## Task
Can you pick up the excerpt below about The New Agenda and continue it after its last sentence?

I don’t do cults. And TNA feels dangerously like one to me. I am more than willing to work with Republican woman. Work WITH them; not give in to them on every issue.
Madamab, proprietess of The Widdershins, was one of the early adherents of The New Agenda and a regular contributor to the TNA blog until she was informed “that the word ‘patriarchy’ was no longer part of their lexicon” and that she “could not even refer to birth control for fear of offending their ‘majority’ Repub members.” That may give the reader an the idea of the turn The New Agenda appears to have taken. Can you imagine telling people trying to resolve the racial divide that still affects us that they could no longer use the word “racism” or being forbidden to discuss the idea of white privilege?

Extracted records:

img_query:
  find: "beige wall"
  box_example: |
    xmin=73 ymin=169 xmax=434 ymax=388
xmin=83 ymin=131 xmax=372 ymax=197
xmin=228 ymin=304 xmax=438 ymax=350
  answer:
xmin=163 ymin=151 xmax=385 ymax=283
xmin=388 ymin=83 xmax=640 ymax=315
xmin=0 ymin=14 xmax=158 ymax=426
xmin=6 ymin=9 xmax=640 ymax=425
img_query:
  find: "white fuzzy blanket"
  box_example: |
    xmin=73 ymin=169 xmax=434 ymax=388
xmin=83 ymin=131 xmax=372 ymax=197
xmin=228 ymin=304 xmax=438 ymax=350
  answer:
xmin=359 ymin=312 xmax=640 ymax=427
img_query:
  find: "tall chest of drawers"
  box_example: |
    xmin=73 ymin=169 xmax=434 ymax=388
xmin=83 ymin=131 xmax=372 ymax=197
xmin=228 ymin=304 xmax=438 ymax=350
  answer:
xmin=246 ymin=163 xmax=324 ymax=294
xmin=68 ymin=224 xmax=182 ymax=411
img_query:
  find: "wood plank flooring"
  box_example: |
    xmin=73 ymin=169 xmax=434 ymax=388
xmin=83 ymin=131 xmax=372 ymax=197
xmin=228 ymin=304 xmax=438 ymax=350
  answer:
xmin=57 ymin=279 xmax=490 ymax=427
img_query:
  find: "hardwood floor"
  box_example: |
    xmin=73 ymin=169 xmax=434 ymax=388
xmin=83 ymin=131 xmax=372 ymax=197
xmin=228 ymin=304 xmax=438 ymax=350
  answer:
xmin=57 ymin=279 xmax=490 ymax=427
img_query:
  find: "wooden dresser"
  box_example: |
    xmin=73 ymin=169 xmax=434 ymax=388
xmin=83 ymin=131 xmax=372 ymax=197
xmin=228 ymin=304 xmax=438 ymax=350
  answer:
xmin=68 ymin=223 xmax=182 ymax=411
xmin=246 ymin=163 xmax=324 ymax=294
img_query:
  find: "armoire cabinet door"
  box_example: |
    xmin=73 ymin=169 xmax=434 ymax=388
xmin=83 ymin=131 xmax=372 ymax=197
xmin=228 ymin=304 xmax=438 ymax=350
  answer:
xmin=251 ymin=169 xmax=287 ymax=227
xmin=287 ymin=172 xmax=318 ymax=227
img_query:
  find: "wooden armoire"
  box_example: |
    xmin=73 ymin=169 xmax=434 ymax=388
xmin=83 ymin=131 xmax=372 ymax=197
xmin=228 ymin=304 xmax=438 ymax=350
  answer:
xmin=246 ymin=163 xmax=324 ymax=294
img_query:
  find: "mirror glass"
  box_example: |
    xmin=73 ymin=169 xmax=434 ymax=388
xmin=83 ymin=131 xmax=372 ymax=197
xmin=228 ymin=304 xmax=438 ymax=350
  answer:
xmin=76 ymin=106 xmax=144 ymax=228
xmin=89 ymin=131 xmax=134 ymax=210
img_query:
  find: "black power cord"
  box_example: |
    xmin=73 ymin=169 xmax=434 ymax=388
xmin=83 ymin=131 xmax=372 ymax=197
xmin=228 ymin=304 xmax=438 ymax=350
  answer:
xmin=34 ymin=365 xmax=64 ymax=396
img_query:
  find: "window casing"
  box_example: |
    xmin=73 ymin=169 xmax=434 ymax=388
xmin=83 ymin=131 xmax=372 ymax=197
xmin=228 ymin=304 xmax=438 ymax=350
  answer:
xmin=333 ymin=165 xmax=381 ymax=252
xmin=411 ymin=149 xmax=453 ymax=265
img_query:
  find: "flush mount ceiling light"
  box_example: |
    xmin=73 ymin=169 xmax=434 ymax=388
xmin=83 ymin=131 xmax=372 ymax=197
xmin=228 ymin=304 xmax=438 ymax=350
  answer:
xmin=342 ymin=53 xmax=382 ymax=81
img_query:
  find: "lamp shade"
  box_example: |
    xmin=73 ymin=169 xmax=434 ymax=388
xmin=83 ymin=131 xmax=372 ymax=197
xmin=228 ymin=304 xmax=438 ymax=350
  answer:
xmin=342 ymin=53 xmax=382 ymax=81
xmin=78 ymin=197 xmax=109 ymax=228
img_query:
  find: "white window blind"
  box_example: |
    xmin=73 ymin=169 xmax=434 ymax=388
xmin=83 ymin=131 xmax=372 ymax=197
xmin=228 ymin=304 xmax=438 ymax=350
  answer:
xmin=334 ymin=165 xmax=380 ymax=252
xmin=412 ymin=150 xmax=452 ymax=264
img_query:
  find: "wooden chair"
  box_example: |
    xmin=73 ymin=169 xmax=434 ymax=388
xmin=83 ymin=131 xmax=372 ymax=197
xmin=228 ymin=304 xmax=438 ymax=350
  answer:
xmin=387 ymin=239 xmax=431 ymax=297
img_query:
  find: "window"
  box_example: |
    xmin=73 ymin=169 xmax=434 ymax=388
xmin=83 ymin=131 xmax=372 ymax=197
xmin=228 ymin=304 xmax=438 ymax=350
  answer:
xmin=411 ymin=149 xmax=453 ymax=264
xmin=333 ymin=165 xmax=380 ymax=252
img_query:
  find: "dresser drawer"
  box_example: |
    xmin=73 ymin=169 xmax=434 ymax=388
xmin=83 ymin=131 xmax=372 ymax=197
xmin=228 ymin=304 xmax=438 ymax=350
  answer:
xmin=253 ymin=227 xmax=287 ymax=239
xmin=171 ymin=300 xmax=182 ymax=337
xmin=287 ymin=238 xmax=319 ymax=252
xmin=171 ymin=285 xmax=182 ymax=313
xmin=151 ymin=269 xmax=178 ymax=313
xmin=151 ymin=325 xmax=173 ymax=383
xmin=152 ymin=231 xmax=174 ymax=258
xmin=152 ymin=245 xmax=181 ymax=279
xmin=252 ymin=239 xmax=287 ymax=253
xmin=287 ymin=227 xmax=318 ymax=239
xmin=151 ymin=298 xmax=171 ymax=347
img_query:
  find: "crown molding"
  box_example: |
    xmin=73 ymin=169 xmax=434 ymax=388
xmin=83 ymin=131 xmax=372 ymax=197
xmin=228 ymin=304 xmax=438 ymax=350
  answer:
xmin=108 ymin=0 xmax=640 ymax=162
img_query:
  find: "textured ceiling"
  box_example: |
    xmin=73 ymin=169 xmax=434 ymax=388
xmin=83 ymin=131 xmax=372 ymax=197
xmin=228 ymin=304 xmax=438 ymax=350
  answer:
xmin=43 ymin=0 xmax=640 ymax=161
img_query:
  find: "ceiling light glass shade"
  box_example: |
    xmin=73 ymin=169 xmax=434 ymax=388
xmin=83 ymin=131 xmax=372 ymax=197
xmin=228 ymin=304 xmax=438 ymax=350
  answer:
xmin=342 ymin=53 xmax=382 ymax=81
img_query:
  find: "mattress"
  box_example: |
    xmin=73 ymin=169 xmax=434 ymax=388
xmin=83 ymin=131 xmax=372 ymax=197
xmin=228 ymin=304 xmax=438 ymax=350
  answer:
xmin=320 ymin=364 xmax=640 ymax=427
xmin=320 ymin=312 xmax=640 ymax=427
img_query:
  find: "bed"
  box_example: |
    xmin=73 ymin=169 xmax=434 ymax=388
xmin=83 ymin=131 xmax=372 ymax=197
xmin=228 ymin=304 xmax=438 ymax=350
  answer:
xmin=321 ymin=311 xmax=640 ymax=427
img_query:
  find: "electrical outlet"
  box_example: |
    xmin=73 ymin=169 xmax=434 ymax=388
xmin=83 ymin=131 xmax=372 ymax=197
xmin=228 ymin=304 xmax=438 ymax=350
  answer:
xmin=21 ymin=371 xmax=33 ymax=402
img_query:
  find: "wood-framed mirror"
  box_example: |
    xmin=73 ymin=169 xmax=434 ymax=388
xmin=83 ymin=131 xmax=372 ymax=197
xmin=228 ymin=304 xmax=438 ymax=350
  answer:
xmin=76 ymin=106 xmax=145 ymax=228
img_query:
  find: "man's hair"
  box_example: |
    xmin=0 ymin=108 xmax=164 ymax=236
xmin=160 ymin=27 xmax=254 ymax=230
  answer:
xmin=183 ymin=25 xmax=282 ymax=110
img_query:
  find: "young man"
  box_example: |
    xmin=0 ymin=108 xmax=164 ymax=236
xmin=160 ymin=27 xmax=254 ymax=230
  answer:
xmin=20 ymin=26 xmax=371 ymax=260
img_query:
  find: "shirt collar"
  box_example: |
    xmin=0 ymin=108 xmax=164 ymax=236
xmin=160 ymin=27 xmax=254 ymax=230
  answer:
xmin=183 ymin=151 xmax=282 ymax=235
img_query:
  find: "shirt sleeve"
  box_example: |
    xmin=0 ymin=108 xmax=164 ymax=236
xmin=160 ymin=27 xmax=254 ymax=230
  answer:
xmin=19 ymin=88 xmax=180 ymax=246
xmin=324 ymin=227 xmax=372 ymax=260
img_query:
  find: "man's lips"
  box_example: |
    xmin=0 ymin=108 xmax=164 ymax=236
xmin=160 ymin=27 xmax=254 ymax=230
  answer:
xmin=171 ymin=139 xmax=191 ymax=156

## Response
Voting for conservative women, just because they are women and will help boost women’s numbers to that magical 30% means nothing if they are not willing to join hands with us now for something as patently fair as working toward getting women equal pay for equal work. This isn’t about abortion, it is about women being able to provide for themselves and their families. That Republican woman chose partisanship over basic fairness tells me that getting just any woman into office is no more effective than electing just anyone with a D after their name.
Back in the day I was a big fan of the 50-State Strategy, and, as regular readers know, was one the DNC paid field organizers hired to bring Howard Dean’s vision to fruition. And I still agree with it’s original goal which was to grow and develop the Democratic Party in all 50-states and to not write anyone off. However, in our desperation to rack up wins in the D column, we got ourselves a whole bunch of Blue Dogs. And we progressive/liberal/FDR Democrats see what that gets us; shit like this.
Back in the 2008 primaries, many women who supported Hillary Clinton were accused of supporting her just because she was a woman. That certainly was not the case with me, as she began in last place on my “presidential preference” list. I supported her because of her record (no, it wasn’t perfect), and her lifetime of commitment and work on behalf of issues close to my heart: women, children, education and health care for all.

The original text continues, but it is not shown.